=== Section Start ===
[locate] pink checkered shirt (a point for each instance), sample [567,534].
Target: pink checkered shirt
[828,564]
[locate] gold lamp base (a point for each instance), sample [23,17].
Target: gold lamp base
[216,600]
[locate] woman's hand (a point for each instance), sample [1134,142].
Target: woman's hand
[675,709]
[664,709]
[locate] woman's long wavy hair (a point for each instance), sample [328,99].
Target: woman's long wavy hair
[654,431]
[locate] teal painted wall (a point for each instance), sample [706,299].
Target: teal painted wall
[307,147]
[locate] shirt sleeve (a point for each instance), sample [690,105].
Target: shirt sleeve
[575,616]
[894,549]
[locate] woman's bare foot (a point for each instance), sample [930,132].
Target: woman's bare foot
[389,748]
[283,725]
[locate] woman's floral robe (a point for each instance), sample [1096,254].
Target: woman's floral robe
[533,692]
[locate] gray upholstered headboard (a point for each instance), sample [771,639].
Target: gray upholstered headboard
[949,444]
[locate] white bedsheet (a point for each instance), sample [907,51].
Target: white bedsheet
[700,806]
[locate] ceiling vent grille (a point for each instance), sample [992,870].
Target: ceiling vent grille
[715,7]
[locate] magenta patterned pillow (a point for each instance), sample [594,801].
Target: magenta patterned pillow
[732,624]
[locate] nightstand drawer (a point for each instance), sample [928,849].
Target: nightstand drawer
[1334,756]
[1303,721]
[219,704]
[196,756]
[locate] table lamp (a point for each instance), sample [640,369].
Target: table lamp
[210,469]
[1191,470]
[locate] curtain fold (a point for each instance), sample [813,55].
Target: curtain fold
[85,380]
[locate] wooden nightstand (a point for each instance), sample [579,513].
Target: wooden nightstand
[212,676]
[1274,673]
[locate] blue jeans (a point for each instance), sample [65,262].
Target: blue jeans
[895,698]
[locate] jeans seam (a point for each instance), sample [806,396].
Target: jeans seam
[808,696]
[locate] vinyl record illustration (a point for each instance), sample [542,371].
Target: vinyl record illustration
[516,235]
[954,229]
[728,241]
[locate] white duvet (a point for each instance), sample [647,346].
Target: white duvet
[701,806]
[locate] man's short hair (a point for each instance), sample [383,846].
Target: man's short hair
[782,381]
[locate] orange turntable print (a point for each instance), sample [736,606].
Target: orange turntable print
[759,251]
=== Section End ===
** Your objective **
Write out an exact transcription of the line with "Target: jeans seam" and of each line after it; stop at the end of the records.

** Answer for this exercise **
Target: jeans seam
[808,696]
[locate] vinyl record illustration (a point for each instance), sample [542,371].
Target: vinyl record illustration
[516,235]
[954,229]
[728,241]
[locate] white duvet (a point for each instance), sample [647,346].
Target: white duvet
[701,806]
[locate] man's short hair (a point for each instance), sample [383,846].
Target: man's short hair
[782,381]
[locate] orange turntable print (a point for each instance), sample [736,606].
Target: orange turntable print
[759,251]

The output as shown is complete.